Provided material:
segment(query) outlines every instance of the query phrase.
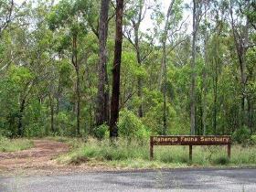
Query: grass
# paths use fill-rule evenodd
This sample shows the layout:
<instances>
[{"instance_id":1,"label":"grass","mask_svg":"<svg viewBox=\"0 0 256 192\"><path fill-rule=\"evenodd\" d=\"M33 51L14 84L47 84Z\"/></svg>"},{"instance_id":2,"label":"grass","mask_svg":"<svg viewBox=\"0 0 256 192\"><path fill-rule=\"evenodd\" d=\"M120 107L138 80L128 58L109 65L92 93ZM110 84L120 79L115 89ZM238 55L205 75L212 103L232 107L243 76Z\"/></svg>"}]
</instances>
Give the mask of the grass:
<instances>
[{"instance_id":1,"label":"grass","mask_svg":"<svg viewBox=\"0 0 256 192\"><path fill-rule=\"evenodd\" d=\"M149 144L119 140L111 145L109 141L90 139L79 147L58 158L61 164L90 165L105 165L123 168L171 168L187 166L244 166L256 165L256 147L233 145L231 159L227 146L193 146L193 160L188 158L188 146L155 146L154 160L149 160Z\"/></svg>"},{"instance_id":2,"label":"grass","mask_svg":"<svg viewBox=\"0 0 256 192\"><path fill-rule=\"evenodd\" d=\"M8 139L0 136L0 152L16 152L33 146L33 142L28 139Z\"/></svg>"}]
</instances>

==

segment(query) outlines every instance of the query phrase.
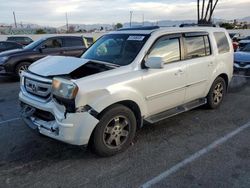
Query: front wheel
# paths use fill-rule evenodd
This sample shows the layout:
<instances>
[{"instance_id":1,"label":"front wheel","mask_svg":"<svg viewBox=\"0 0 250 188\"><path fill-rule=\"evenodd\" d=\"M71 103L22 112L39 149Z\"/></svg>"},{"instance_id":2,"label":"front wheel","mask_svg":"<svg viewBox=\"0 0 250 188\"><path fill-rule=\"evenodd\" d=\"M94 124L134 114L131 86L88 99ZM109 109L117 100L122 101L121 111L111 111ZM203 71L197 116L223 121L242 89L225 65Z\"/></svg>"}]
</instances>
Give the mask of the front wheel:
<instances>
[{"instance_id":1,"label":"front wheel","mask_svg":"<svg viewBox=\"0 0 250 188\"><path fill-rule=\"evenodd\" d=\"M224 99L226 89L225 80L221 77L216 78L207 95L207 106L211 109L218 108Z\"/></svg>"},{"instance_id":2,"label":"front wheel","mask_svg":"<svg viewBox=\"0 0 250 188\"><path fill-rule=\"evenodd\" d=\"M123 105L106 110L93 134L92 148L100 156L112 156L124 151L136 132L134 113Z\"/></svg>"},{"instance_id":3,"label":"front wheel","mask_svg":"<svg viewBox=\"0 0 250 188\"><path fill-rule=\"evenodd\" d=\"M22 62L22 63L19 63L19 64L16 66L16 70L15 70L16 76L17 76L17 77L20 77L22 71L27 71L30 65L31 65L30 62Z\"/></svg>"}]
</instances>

==

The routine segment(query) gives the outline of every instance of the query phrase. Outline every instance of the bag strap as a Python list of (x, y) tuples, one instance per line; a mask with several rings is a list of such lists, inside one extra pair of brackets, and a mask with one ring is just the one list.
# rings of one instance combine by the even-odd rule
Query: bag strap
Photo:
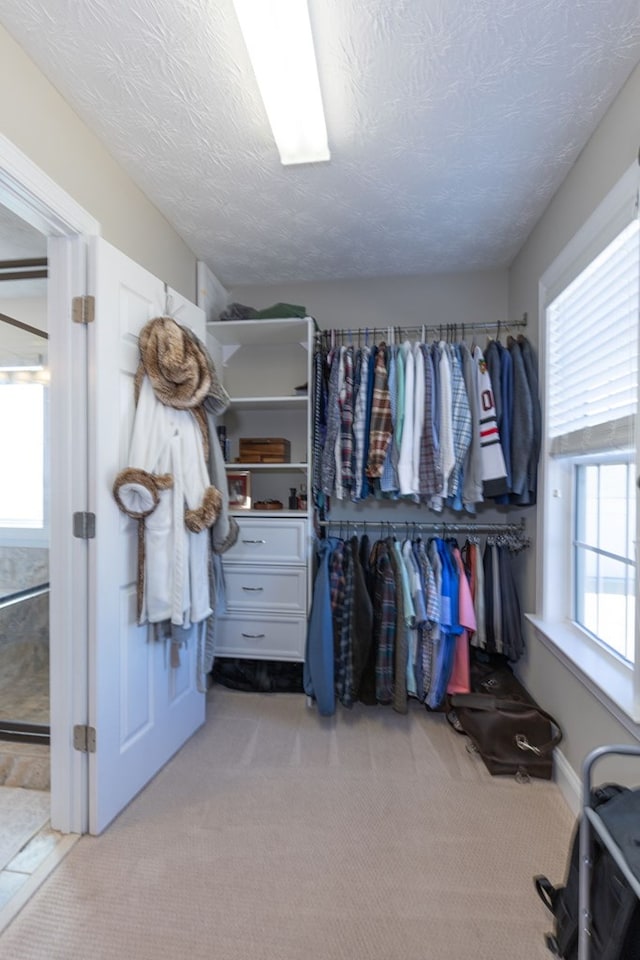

Exercise task: Extract every line of the records above that contains the string "rings". Case counts.

The result:
The routine segment(query) gives the outline of every instance of the query phrase. Outline every instance of the bag strap as a Python list of (x, y) tuples, one instance per line; a mask with several rings is a list of such lists, inside one extra pair of brackets, and a mask with one ring is just the one list.
# rings of one instance combine by the even-odd rule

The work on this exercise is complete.